▶ **Exercise aim**:
Extract the data exactly, missing nothing.

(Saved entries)
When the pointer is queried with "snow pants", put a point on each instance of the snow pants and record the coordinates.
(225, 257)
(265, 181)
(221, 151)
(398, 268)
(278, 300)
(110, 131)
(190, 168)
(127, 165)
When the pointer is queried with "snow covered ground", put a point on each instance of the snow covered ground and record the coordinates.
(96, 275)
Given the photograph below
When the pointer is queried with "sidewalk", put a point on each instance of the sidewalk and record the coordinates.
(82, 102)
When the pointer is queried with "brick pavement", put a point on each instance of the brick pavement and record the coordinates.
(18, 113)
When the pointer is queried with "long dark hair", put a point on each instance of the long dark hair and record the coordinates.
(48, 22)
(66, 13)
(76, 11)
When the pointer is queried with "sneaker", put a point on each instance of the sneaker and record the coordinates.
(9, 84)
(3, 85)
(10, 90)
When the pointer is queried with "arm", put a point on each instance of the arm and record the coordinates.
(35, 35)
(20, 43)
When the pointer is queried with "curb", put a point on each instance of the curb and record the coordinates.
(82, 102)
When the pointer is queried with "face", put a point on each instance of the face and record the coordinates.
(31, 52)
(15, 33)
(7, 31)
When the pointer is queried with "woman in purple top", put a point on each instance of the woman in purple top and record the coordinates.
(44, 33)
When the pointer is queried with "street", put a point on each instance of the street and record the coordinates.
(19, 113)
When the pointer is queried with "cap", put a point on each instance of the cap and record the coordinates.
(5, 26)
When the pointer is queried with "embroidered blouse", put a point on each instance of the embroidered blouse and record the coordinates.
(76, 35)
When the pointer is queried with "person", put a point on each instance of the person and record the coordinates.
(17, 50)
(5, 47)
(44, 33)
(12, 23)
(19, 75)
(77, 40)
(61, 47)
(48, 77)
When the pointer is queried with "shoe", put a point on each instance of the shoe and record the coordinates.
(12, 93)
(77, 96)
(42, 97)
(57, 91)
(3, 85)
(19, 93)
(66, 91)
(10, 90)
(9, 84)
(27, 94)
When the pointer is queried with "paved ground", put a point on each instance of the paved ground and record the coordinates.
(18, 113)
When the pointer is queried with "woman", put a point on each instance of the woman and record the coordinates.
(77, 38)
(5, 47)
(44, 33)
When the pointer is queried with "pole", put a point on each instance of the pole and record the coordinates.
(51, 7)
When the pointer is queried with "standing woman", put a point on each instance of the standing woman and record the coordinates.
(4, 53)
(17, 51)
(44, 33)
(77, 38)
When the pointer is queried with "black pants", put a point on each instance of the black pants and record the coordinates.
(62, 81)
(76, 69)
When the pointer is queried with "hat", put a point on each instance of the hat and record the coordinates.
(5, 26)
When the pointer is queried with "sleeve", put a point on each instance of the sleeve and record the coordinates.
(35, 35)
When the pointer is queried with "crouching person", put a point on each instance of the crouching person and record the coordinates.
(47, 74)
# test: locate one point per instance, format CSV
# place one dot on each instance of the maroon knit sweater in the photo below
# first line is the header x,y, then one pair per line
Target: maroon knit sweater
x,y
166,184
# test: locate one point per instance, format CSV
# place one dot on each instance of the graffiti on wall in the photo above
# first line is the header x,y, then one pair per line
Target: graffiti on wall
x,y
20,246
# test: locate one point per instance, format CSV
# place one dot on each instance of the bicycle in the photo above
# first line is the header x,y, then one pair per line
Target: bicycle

▶ **Exercise solution**:
When the pointer is queried with "snow pants", put a point on each instance of the snow pants and record the coordinates.
(225, 257)
(265, 181)
(221, 151)
(398, 268)
(278, 300)
(110, 131)
(190, 168)
(127, 165)
When the pointer is queried with "snow covered ground", put a point on each instance of the snow covered ground and record the coordinates.
(96, 275)
Given the photograph below
When the pointer is queried with "sidewalk", put a point on each instance of the sidewalk and record the coordinates.
(82, 102)
When the pointer is queried with "brick pavement", put a point on each instance of the brick pavement and record the coordinates.
(18, 113)
When the pointer is queried with "long dark hair", put a point on each instance of the long dark hair and record the coordinates.
(48, 22)
(66, 13)
(76, 11)
When the pointer is queried with "sneaker", put a point on each instance of the sneaker and record the coordinates.
(9, 84)
(3, 85)
(10, 90)
When the pointer is queried with "arm", put a point on each instance of the arm and record the coordinates.
(35, 35)
(20, 43)
When the pointer is queried with "curb", put a point on each instance of the curb and record the coordinates.
(82, 102)
When the pointer is queried with "face", put a point on each instance of the face and record the coordinates.
(31, 52)
(15, 33)
(7, 31)
When the pointer is queried with "woman in purple top", put a point on each instance of the woman in purple top and record the coordinates.
(44, 33)
When the pointer is queried with "street", put a point on each instance of the street and record the coordinates.
(19, 113)
When the pointer is queried with "cap", put a point on each instance of the cap and record the coordinates.
(5, 26)
When the pointer is queried with "embroidered blouse", put a point on each instance of the embroidered blouse and record the coordinates.
(76, 35)
When the pointer is queried with "person", put a point on each instance of the person and record the coordinates.
(17, 50)
(5, 47)
(44, 33)
(12, 23)
(19, 75)
(77, 40)
(61, 47)
(48, 77)
When the pointer is queried with "shoe", put a point on each instance of the shoe and record the coordinates.
(12, 93)
(77, 96)
(42, 97)
(57, 91)
(3, 85)
(19, 93)
(66, 91)
(10, 90)
(9, 84)
(27, 94)
When the pointer is queried with "paved ground", put a point on each instance of the paved ground and record the coordinates.
(18, 113)
When the pointer is queried with "woman", put a point on each instance of the woman and record the coordinates.
(77, 38)
(5, 47)
(44, 33)
When the pointer is queried with "pole", put a point on each instance of the pole and record the coordinates.
(51, 7)
When the pointer is queried with "standing woman", put a point on each instance of the standing woman and record the coordinates.
(4, 53)
(17, 51)
(44, 33)
(77, 38)
When the pointer is queried with "black pants", put a point on each instance of the black pants and record the coordinates.
(62, 81)
(76, 69)
When the pointer is queried with "hat", put a point on each instance of the hat and record the coordinates.
(5, 26)
When the pointer is queried with "sleeve", put a point on each instance of the sleeve and record the coordinates.
(35, 35)
When the pointer is queried with "crouching person", put a point on each instance of the crouching person and record the coordinates.
(47, 74)
# test: locate one point per instance, format CSV
# place one dot on each instance of the maroon knit sweater in the photo below
# first line is the header x,y, then one pair per line
Target: maroon knit sweater
x,y
166,184
# test: locate one point per instance, format CSV
# place one dot on each instance of the graffiti on wall in the photo above
# first line is the header x,y, then one pair per line
Target: graffiti on wall
x,y
20,246
# test: locate one point per instance, format CSV
# place one dot on each instance of the bicycle in the photo above
# first line is the header x,y, then one pair per line
Target: bicycle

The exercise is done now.